> [PROBLEM STATEMENT] Write out the entries verbatim and leave the images out of the copy.

───── THE DATA

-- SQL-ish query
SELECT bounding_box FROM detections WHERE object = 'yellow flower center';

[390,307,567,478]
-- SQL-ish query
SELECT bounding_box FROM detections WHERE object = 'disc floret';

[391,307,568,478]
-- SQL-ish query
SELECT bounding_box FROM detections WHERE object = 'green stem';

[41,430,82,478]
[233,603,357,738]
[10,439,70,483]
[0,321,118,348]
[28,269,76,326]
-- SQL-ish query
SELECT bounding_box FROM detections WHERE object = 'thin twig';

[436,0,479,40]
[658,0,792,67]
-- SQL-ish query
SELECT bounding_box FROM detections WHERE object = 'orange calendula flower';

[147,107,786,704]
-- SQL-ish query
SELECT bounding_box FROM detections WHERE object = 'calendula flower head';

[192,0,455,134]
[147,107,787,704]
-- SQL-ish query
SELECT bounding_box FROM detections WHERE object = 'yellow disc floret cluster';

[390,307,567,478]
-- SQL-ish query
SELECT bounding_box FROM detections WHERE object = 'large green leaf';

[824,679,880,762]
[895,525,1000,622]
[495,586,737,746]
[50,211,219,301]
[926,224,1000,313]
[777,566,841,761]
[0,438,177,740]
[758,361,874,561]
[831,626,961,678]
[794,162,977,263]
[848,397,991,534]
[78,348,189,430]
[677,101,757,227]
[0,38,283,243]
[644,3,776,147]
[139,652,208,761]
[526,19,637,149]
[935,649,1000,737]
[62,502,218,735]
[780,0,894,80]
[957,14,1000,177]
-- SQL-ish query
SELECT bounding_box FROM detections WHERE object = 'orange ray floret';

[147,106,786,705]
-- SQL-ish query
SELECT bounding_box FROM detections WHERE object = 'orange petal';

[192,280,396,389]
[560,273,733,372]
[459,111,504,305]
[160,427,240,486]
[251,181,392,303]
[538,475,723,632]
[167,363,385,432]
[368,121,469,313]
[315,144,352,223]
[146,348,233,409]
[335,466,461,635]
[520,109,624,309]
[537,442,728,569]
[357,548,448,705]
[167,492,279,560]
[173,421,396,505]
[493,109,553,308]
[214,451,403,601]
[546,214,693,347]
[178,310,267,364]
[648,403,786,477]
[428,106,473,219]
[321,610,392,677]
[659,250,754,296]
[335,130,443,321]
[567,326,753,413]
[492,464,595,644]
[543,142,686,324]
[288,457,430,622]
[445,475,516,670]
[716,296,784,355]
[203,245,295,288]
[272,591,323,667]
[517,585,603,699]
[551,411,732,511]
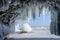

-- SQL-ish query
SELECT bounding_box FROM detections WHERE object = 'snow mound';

[21,23,32,33]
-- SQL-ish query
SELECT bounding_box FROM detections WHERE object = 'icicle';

[27,7,32,23]
[27,6,28,17]
[32,12,35,20]
[31,4,36,20]
[42,7,46,21]
[35,6,39,17]
[39,7,40,17]
[38,4,42,17]
[22,8,27,20]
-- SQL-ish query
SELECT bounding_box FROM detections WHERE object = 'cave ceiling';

[0,0,60,25]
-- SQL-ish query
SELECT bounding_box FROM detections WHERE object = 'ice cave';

[0,0,60,40]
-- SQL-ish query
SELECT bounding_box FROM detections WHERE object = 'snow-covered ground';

[5,27,60,40]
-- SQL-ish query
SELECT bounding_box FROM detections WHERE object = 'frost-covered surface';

[0,22,15,37]
[6,27,60,39]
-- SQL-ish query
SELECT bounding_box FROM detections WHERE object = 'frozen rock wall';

[50,8,60,35]
[57,11,60,35]
[50,9,58,35]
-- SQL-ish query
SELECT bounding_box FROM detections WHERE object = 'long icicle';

[42,7,46,21]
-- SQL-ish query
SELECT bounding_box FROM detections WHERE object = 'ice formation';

[21,23,32,33]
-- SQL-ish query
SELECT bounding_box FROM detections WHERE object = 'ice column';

[27,6,32,23]
[42,7,46,21]
[35,6,39,17]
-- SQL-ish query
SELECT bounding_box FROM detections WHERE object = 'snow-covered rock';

[20,23,32,33]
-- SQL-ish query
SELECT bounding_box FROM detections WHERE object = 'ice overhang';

[0,0,60,25]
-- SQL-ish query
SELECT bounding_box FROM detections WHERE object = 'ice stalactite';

[39,4,42,17]
[42,7,46,21]
[26,6,28,17]
[31,4,36,20]
[27,6,32,23]
[35,6,39,17]
[39,7,41,17]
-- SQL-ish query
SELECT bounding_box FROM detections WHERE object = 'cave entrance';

[14,5,58,37]
[0,0,60,38]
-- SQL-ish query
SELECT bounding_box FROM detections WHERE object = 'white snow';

[20,23,32,32]
[14,23,21,32]
[6,27,60,38]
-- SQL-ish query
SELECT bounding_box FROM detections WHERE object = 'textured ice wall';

[0,21,15,37]
[0,0,60,38]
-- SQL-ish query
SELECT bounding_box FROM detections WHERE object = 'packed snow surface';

[6,27,60,38]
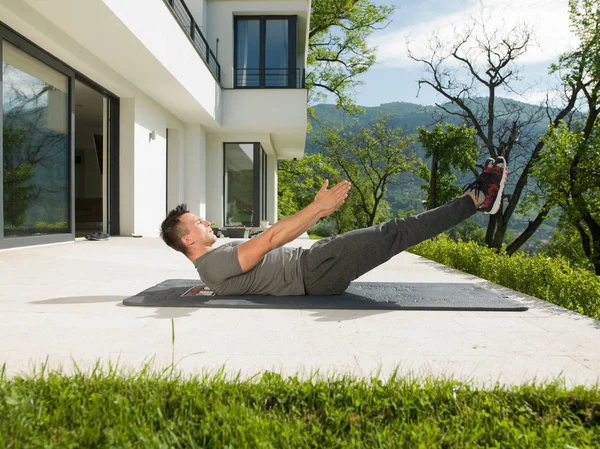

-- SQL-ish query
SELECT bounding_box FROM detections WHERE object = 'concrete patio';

[0,236,599,388]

──────────

> [TASK ANSWER]
-- SQL-ish query
SELECT bounding_box FROM detections WHERE object = 'yellow flower center';

[390,307,567,478]
-- SQL-ish query
SELECT bounding_box FROM detections WHERE object = 'disc floret';

[391,307,568,478]
-- SQL-ish query
SELECT bounding_box FROM detections WHERE object = 'green stem';

[41,430,82,478]
[233,603,357,738]
[10,439,70,483]
[0,321,118,348]
[28,269,76,326]
-- SQL-ish query
SELECT bounding_box FROM detections WHERE object = 'thin twig';

[436,0,479,40]
[658,0,792,67]
-- SQL-ish query
SELECT bounding_box FROM detections WHERE object = 'orange calendula flower';

[147,107,786,704]
-- SQL-ish query
SELECT bounding_box FROM detections WHERE object = 'calendula flower head';

[192,0,455,134]
[147,107,787,704]
-- SQL-ish query
SELECT bounding_box FROM detections WHERE object = 'yellow disc floret cluster';

[390,307,567,478]
-- SQL-ish query
SELECT bounding_box FROM detections WHERE object = 'large green leaf';

[824,679,880,762]
[895,525,1000,622]
[495,586,737,746]
[50,211,219,301]
[926,224,1000,313]
[777,566,841,761]
[0,438,177,740]
[758,361,874,561]
[831,626,961,678]
[794,162,977,263]
[848,397,991,534]
[78,348,189,430]
[677,101,757,227]
[0,38,283,243]
[644,3,776,147]
[139,652,208,761]
[526,19,637,149]
[935,649,1000,737]
[62,502,218,735]
[780,0,894,80]
[957,14,1000,177]
-- SQL-ish query
SELECT bounding_box FROM detections WHERE object = 'orange ray floret';

[147,106,786,705]
-- SQL-ish query
SELECT bounding_box FROM detections WHERE object = 'orange petal';

[192,280,396,389]
[560,273,733,372]
[459,111,504,305]
[160,427,240,486]
[251,181,392,303]
[538,475,723,632]
[167,363,385,432]
[368,121,469,313]
[315,144,352,223]
[146,348,233,409]
[335,466,461,635]
[520,109,624,309]
[537,442,728,569]
[357,548,448,705]
[167,492,279,560]
[173,421,396,505]
[493,109,553,308]
[214,451,403,601]
[546,214,693,347]
[178,310,267,364]
[648,403,786,477]
[428,106,473,219]
[321,610,392,677]
[659,250,754,296]
[335,130,443,321]
[567,326,753,413]
[492,464,595,644]
[543,142,686,324]
[288,457,430,622]
[445,475,516,670]
[716,296,784,355]
[203,245,295,288]
[272,591,323,667]
[517,585,603,699]
[551,411,732,511]

-- SQL-ish query
SELECT bounding_box FROM detections WHERE object = 'snow mound';

[21,23,32,33]
-- SQL-ish query
SELECT bounding_box FROM detections WHERE object = 'icicle';

[27,7,32,23]
[27,6,28,17]
[32,12,35,20]
[31,4,36,20]
[42,7,46,21]
[35,6,39,17]
[39,7,40,17]
[38,4,42,17]
[22,8,27,20]
-- SQL-ish query
SELECT bounding_box FROM detections WHERE object = 'cave ceiling';

[0,0,60,25]
-- SQL-ish query
SELECT bounding_box FROM detections WHERE object = 'ice cave';

[0,0,60,40]
-- SQL-ish query
SELECT bounding_box FROM detections WHERE object = 'snow-covered ground';

[5,27,60,40]
-- SQL-ish query
SELECT bounding_box FROM detections WHERE object = 'frost-covered surface';

[0,22,15,37]
[6,27,60,39]
-- SQL-ish query
SELECT bounding_box FROM detections WHERE object = 'frozen rock wall';

[50,8,60,35]
[57,11,60,35]
[50,9,58,35]
-- SQL-ish query
SELECT bounding_box FROM detections WHERE object = 'long icicle';

[42,7,46,21]
-- SQL-ish query
SELECT bounding_box FROM detections WHERE object = 'ice formation';

[21,23,32,33]
-- SQL-ish query
SELECT bounding_box FROM detections WHERE object = 'ice column';

[27,6,32,23]
[42,7,46,21]
[35,6,39,17]
-- SQL-ish query
SELECT bounding_box FROM detections WHERE object = 'snow-covered rock';

[20,23,32,33]
-- SQL-ish query
SELECT bounding_box FROM detections WHERE object = 'ice overhang';

[0,0,60,25]
-- SQL-ish query
SELECT bounding_box FROM detections WHERE object = 'ice stalactite';

[39,4,42,17]
[42,7,46,21]
[26,6,28,17]
[31,4,36,20]
[27,6,32,23]
[35,6,39,17]
[39,7,41,17]
-- SQL-ish query
SELECT bounding_box FROM detections WHERE object = 'cave entrance';

[14,5,58,37]
[0,0,60,38]
-- SQL-ish query
SELECT bounding_box FROM detections WHERE object = 'white snow';

[20,23,32,32]
[14,23,21,32]
[6,27,60,38]
-- SQL-ish query
SELECT bounding_box FROM detections WHERE object = 'textured ice wall';

[0,21,15,37]
[0,0,60,38]
-- SQL-ish query
SELECT bounding_box FROM detections WHERE object = 'packed snow surface';

[6,27,60,38]

-- SQL-ish query
SELECT bounding_box FROM detections WHERE object = 'concrete patio';

[0,236,599,388]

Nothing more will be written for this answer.